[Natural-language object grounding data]
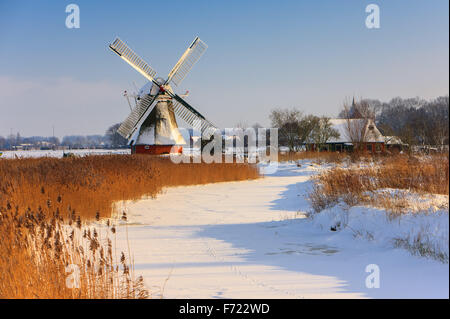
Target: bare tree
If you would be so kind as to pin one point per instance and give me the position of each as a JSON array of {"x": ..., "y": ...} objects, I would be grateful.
[
  {"x": 322, "y": 132},
  {"x": 306, "y": 125},
  {"x": 288, "y": 123},
  {"x": 356, "y": 125}
]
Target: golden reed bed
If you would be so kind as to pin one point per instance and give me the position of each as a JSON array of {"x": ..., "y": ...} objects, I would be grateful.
[{"x": 44, "y": 203}]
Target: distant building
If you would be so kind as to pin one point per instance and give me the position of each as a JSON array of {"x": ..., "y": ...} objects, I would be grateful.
[{"x": 351, "y": 132}]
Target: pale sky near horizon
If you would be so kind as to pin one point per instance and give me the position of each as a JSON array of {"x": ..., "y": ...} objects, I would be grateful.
[{"x": 312, "y": 55}]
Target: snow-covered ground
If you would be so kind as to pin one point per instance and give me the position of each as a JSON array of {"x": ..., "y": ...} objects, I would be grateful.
[
  {"x": 59, "y": 153},
  {"x": 251, "y": 239}
]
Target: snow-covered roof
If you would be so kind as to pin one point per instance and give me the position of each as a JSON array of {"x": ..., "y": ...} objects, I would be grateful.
[
  {"x": 393, "y": 140},
  {"x": 344, "y": 126}
]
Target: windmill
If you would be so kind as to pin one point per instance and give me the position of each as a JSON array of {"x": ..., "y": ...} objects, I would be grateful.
[{"x": 151, "y": 127}]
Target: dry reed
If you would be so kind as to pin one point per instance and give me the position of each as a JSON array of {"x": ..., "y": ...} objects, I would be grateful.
[
  {"x": 428, "y": 174},
  {"x": 44, "y": 203}
]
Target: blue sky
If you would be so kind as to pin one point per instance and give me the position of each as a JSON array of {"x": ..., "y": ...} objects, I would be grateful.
[{"x": 312, "y": 55}]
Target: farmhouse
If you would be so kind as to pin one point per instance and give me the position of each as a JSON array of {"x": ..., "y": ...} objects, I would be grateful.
[{"x": 353, "y": 132}]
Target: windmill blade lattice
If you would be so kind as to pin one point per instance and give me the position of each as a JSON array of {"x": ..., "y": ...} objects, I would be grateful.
[
  {"x": 187, "y": 61},
  {"x": 119, "y": 47},
  {"x": 190, "y": 115},
  {"x": 127, "y": 126}
]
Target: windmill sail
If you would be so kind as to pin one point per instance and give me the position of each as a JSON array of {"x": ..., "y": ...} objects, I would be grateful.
[
  {"x": 187, "y": 61},
  {"x": 189, "y": 114},
  {"x": 119, "y": 47},
  {"x": 128, "y": 126}
]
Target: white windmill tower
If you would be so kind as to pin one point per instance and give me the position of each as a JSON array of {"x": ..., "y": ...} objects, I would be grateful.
[{"x": 151, "y": 126}]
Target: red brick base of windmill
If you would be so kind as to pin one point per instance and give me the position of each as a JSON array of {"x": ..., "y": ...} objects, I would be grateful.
[{"x": 156, "y": 149}]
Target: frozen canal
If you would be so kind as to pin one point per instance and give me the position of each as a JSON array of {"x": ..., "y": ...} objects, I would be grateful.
[{"x": 251, "y": 240}]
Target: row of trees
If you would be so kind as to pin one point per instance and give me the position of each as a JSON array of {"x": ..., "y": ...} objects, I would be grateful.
[
  {"x": 296, "y": 129},
  {"x": 414, "y": 120},
  {"x": 111, "y": 139}
]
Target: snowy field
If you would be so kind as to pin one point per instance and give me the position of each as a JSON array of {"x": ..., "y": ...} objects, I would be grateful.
[
  {"x": 60, "y": 153},
  {"x": 252, "y": 239}
]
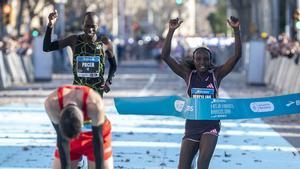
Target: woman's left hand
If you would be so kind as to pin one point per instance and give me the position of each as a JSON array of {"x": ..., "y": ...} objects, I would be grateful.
[{"x": 234, "y": 22}]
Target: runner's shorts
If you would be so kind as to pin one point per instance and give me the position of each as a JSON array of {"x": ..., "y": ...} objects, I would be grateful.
[{"x": 83, "y": 145}]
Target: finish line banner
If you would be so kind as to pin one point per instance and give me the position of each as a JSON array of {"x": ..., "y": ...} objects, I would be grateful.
[{"x": 209, "y": 109}]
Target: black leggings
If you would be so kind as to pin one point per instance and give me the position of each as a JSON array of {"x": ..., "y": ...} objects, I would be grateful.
[{"x": 189, "y": 149}]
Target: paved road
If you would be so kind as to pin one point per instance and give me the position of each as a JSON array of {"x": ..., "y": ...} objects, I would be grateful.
[{"x": 27, "y": 138}]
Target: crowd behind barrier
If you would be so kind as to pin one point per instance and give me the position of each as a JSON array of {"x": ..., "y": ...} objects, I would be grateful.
[
  {"x": 282, "y": 64},
  {"x": 16, "y": 65}
]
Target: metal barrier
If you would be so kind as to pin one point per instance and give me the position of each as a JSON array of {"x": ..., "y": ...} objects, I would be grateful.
[{"x": 5, "y": 79}]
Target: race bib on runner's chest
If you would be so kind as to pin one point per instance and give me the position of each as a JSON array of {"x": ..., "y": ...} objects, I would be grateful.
[
  {"x": 88, "y": 66},
  {"x": 202, "y": 93}
]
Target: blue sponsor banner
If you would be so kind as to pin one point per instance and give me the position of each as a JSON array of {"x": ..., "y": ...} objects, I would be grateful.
[{"x": 210, "y": 109}]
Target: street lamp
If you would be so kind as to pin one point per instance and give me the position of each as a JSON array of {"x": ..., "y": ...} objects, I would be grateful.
[
  {"x": 179, "y": 2},
  {"x": 6, "y": 14}
]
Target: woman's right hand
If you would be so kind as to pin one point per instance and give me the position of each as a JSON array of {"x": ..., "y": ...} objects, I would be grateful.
[
  {"x": 175, "y": 23},
  {"x": 52, "y": 18}
]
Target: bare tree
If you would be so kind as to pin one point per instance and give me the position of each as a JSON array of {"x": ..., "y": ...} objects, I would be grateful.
[{"x": 243, "y": 8}]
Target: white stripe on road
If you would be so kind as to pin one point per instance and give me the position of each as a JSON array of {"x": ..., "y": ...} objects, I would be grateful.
[
  {"x": 152, "y": 144},
  {"x": 146, "y": 130}
]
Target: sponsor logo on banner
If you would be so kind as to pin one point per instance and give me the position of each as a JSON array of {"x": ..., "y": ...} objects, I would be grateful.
[
  {"x": 262, "y": 106},
  {"x": 179, "y": 104}
]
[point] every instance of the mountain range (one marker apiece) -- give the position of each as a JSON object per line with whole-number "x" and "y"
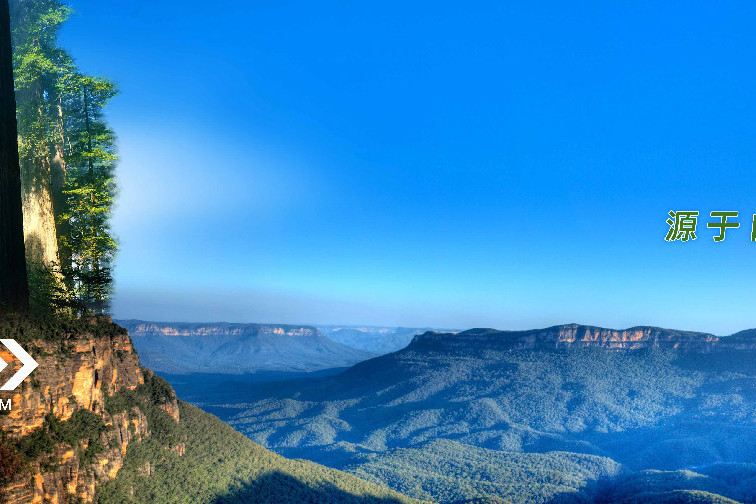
{"x": 569, "y": 413}
{"x": 182, "y": 348}
{"x": 92, "y": 425}
{"x": 378, "y": 340}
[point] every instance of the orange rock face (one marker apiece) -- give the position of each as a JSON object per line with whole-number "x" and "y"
{"x": 79, "y": 374}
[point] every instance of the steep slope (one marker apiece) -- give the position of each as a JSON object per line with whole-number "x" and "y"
{"x": 91, "y": 425}
{"x": 183, "y": 348}
{"x": 646, "y": 397}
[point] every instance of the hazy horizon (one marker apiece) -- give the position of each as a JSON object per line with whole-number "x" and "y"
{"x": 506, "y": 166}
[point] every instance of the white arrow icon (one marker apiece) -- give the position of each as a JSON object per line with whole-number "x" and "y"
{"x": 29, "y": 364}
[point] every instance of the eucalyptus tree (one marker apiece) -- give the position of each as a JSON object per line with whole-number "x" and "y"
{"x": 14, "y": 290}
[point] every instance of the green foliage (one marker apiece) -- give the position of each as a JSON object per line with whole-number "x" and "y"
{"x": 57, "y": 328}
{"x": 88, "y": 244}
{"x": 220, "y": 465}
{"x": 67, "y": 157}
{"x": 653, "y": 408}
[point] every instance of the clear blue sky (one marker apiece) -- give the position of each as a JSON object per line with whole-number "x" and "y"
{"x": 454, "y": 164}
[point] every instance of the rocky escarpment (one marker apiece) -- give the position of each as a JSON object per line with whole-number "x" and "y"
{"x": 575, "y": 335}
{"x": 59, "y": 429}
{"x": 189, "y": 348}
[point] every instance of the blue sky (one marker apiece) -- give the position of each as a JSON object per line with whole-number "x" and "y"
{"x": 449, "y": 164}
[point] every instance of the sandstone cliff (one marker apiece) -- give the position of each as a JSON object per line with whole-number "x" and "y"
{"x": 575, "y": 335}
{"x": 59, "y": 425}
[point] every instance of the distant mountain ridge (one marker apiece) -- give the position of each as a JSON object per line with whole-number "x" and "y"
{"x": 576, "y": 335}
{"x": 545, "y": 415}
{"x": 230, "y": 348}
{"x": 377, "y": 339}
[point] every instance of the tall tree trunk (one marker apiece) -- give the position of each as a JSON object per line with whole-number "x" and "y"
{"x": 14, "y": 286}
{"x": 40, "y": 233}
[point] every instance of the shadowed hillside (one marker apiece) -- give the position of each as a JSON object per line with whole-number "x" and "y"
{"x": 184, "y": 348}
{"x": 645, "y": 398}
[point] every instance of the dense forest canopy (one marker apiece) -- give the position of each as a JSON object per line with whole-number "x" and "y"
{"x": 67, "y": 156}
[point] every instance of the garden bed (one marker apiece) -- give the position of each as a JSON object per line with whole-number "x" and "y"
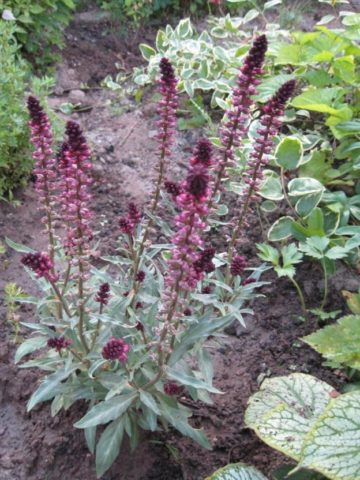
{"x": 35, "y": 446}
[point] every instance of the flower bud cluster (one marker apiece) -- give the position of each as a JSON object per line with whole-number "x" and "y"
{"x": 41, "y": 264}
{"x": 237, "y": 116}
{"x": 172, "y": 388}
{"x": 270, "y": 124}
{"x": 58, "y": 343}
{"x": 75, "y": 166}
{"x": 167, "y": 107}
{"x": 116, "y": 349}
{"x": 44, "y": 170}
{"x": 192, "y": 202}
{"x": 129, "y": 223}
{"x": 103, "y": 294}
{"x": 238, "y": 265}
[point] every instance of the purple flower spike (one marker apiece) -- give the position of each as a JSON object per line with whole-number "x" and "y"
{"x": 58, "y": 343}
{"x": 237, "y": 116}
{"x": 172, "y": 388}
{"x": 75, "y": 166}
{"x": 41, "y": 264}
{"x": 172, "y": 188}
{"x": 270, "y": 125}
{"x": 140, "y": 276}
{"x": 116, "y": 349}
{"x": 103, "y": 294}
{"x": 192, "y": 202}
{"x": 44, "y": 170}
{"x": 167, "y": 107}
{"x": 238, "y": 265}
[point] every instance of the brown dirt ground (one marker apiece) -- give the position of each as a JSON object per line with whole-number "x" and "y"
{"x": 35, "y": 446}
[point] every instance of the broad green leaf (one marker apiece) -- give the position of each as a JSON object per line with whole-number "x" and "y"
{"x": 268, "y": 253}
{"x": 320, "y": 100}
{"x": 304, "y": 186}
{"x": 149, "y": 401}
{"x": 315, "y": 247}
{"x": 18, "y": 247}
{"x": 282, "y": 472}
{"x": 332, "y": 447}
{"x": 146, "y": 51}
{"x": 288, "y": 153}
{"x": 281, "y": 229}
{"x": 271, "y": 3}
{"x": 270, "y": 85}
{"x": 268, "y": 206}
{"x": 29, "y": 346}
{"x": 306, "y": 204}
{"x": 47, "y": 389}
{"x": 106, "y": 411}
{"x": 271, "y": 188}
{"x": 352, "y": 300}
{"x": 108, "y": 446}
{"x": 237, "y": 471}
{"x": 285, "y": 409}
{"x": 316, "y": 223}
{"x": 177, "y": 415}
{"x": 196, "y": 332}
{"x": 339, "y": 343}
{"x": 90, "y": 437}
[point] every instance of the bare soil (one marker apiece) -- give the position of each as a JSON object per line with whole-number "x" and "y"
{"x": 35, "y": 446}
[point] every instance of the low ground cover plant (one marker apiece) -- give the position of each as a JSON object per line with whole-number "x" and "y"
{"x": 131, "y": 341}
{"x": 314, "y": 170}
{"x": 39, "y": 25}
{"x": 15, "y": 153}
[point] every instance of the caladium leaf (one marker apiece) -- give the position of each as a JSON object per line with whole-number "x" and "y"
{"x": 237, "y": 471}
{"x": 285, "y": 409}
{"x": 332, "y": 447}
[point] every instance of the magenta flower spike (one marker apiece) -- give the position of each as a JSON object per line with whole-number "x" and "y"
{"x": 44, "y": 170}
{"x": 238, "y": 265}
{"x": 166, "y": 125}
{"x": 187, "y": 266}
{"x": 237, "y": 116}
{"x": 103, "y": 294}
{"x": 41, "y": 264}
{"x": 74, "y": 166}
{"x": 130, "y": 222}
{"x": 116, "y": 349}
{"x": 270, "y": 125}
{"x": 58, "y": 343}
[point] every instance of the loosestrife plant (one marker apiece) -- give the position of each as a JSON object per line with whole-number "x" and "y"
{"x": 134, "y": 343}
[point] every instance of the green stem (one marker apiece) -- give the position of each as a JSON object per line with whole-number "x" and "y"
{"x": 61, "y": 298}
{"x": 300, "y": 294}
{"x": 326, "y": 284}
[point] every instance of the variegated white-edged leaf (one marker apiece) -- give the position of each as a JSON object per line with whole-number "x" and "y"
{"x": 332, "y": 447}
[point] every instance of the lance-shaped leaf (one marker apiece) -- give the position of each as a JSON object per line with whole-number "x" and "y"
{"x": 106, "y": 411}
{"x": 49, "y": 387}
{"x": 29, "y": 346}
{"x": 237, "y": 471}
{"x": 332, "y": 447}
{"x": 285, "y": 409}
{"x": 108, "y": 446}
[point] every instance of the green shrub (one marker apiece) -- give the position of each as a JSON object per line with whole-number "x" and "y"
{"x": 40, "y": 24}
{"x": 15, "y": 155}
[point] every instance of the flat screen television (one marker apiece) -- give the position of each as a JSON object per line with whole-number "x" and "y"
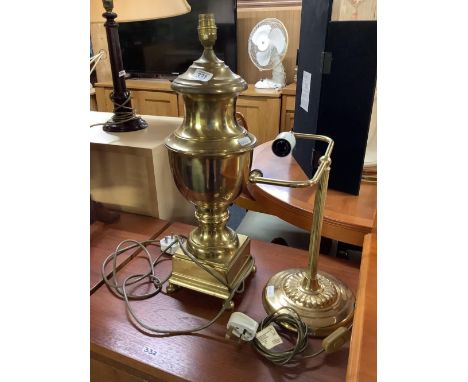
{"x": 165, "y": 48}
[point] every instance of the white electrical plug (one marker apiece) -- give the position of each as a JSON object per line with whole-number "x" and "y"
{"x": 166, "y": 241}
{"x": 241, "y": 326}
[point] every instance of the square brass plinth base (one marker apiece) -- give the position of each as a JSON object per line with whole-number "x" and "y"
{"x": 188, "y": 274}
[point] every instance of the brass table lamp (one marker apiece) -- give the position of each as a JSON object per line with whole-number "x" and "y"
{"x": 323, "y": 302}
{"x": 210, "y": 157}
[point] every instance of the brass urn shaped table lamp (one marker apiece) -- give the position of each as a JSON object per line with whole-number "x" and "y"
{"x": 210, "y": 157}
{"x": 323, "y": 302}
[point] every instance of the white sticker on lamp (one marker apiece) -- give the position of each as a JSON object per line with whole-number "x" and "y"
{"x": 202, "y": 75}
{"x": 244, "y": 141}
{"x": 306, "y": 79}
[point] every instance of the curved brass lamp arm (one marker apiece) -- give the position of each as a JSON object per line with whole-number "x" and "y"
{"x": 256, "y": 176}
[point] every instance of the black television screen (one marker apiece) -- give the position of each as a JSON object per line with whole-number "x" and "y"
{"x": 167, "y": 47}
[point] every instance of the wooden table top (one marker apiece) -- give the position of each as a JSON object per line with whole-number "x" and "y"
{"x": 106, "y": 237}
{"x": 206, "y": 356}
{"x": 347, "y": 218}
{"x": 362, "y": 365}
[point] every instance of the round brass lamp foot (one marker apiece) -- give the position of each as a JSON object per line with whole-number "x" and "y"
{"x": 323, "y": 310}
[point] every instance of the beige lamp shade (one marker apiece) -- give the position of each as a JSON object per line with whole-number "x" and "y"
{"x": 139, "y": 10}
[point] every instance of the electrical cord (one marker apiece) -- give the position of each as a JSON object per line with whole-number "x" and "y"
{"x": 285, "y": 316}
{"x": 120, "y": 290}
{"x": 120, "y": 117}
{"x": 291, "y": 319}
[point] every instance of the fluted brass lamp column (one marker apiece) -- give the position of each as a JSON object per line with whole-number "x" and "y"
{"x": 210, "y": 157}
{"x": 323, "y": 302}
{"x": 124, "y": 118}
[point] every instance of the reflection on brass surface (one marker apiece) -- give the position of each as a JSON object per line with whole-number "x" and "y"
{"x": 210, "y": 155}
{"x": 323, "y": 310}
{"x": 187, "y": 274}
{"x": 323, "y": 302}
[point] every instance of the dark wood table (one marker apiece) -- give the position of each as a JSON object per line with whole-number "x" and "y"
{"x": 121, "y": 352}
{"x": 347, "y": 218}
{"x": 362, "y": 363}
{"x": 106, "y": 237}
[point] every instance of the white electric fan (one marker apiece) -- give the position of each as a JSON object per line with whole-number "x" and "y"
{"x": 268, "y": 43}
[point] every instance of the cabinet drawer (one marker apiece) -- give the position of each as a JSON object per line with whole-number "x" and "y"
{"x": 262, "y": 116}
{"x": 157, "y": 103}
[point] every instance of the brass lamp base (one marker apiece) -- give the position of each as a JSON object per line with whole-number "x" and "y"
{"x": 186, "y": 273}
{"x": 323, "y": 310}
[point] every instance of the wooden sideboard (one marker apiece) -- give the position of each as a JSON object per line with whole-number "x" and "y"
{"x": 260, "y": 107}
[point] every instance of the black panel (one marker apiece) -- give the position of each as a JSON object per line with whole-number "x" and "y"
{"x": 169, "y": 46}
{"x": 314, "y": 20}
{"x": 342, "y": 60}
{"x": 346, "y": 99}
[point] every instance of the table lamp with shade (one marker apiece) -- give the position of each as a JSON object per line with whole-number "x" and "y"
{"x": 124, "y": 118}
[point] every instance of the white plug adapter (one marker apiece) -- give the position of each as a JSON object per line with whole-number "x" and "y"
{"x": 166, "y": 241}
{"x": 241, "y": 326}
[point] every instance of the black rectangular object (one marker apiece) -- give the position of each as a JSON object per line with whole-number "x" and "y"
{"x": 346, "y": 99}
{"x": 167, "y": 47}
{"x": 341, "y": 58}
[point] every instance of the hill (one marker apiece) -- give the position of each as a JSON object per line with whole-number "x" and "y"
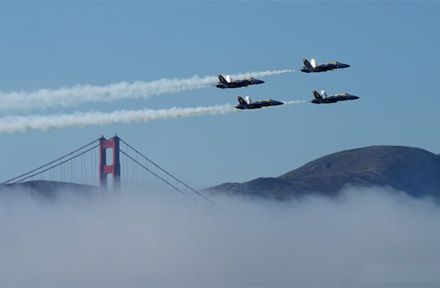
{"x": 411, "y": 170}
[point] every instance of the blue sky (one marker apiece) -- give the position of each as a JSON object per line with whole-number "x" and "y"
{"x": 393, "y": 48}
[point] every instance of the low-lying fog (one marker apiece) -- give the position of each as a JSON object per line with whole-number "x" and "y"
{"x": 368, "y": 237}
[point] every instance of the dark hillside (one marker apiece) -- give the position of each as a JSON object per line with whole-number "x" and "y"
{"x": 412, "y": 170}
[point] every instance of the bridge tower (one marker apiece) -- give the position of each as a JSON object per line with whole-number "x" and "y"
{"x": 114, "y": 169}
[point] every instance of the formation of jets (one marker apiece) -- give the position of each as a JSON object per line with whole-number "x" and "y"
{"x": 309, "y": 67}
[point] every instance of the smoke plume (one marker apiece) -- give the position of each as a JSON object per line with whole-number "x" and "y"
{"x": 70, "y": 97}
{"x": 14, "y": 124}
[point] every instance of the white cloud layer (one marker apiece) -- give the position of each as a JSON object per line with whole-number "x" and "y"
{"x": 369, "y": 237}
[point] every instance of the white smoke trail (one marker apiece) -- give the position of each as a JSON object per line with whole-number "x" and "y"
{"x": 14, "y": 124}
{"x": 288, "y": 103}
{"x": 69, "y": 97}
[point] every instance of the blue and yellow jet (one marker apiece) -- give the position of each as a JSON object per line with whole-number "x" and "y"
{"x": 248, "y": 104}
{"x": 227, "y": 82}
{"x": 312, "y": 66}
{"x": 323, "y": 98}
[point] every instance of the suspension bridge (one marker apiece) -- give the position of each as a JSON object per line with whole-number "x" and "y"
{"x": 109, "y": 160}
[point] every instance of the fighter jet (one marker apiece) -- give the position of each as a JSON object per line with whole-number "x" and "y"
{"x": 248, "y": 104}
{"x": 227, "y": 82}
{"x": 323, "y": 98}
{"x": 314, "y": 67}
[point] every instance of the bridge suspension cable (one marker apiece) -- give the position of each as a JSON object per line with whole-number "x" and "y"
{"x": 51, "y": 165}
{"x": 163, "y": 170}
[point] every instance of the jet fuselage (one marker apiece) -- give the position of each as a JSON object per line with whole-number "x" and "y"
{"x": 335, "y": 98}
{"x": 257, "y": 104}
{"x": 309, "y": 68}
{"x": 237, "y": 83}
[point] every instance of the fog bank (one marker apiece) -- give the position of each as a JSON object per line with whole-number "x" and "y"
{"x": 368, "y": 237}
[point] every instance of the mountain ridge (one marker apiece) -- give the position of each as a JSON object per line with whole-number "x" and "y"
{"x": 414, "y": 171}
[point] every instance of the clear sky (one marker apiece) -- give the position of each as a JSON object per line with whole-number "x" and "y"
{"x": 392, "y": 47}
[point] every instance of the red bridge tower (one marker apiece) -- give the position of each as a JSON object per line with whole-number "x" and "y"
{"x": 104, "y": 169}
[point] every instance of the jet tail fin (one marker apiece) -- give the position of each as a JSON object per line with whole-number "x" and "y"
{"x": 222, "y": 79}
{"x": 317, "y": 95}
{"x": 307, "y": 63}
{"x": 241, "y": 101}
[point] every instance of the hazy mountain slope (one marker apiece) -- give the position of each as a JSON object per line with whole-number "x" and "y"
{"x": 412, "y": 170}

* _What the task requires_: Your task is to reproduce the entries above word for word, from the first line through the line with "Target: dry reed", and please leave out any pictures.

* _Written response_:
Target: bare tree
If you would be so kind as to pin one point per instance and give me the position of each as a JSON array of {"x": ..., "y": ...} objects, I would be grateful.
[
  {"x": 322, "y": 132},
  {"x": 306, "y": 125},
  {"x": 288, "y": 123},
  {"x": 356, "y": 125}
]
Target: golden reed bed
If you would be so kind as to pin one point per instance and give me the position of each as a JSON array of {"x": ..., "y": ...} objects, I would be grateful.
[{"x": 44, "y": 203}]
Target: distant building
If you would be so kind as to pin one point per instance and give me the position of each as a JSON array of {"x": ..., "y": ...} objects, I would be grateful.
[{"x": 351, "y": 132}]
Target: pale sky near horizon
If you would be so kind as to pin one point per instance and give me the position of each as a JSON array of {"x": ..., "y": ...} objects, I would be grateful.
[{"x": 312, "y": 55}]
Target: snow-covered ground
If you would be so kind as to pin one point per instance and give me the position of each as a JSON array of {"x": ..., "y": ...} objects, I would be grateful.
[
  {"x": 59, "y": 153},
  {"x": 251, "y": 239}
]
Target: snow-covered roof
If you would be so kind as to pin one point per instance and give me the position of each as a JSON array of {"x": ..., "y": ...} objects, I would be grateful.
[
  {"x": 393, "y": 140},
  {"x": 344, "y": 126}
]
Target: windmill
If you would be so kind as to pin one point per instance and give me the position of each as a JSON array of {"x": ..., "y": ...} objects, I would be grateful.
[{"x": 151, "y": 127}]
Target: dry reed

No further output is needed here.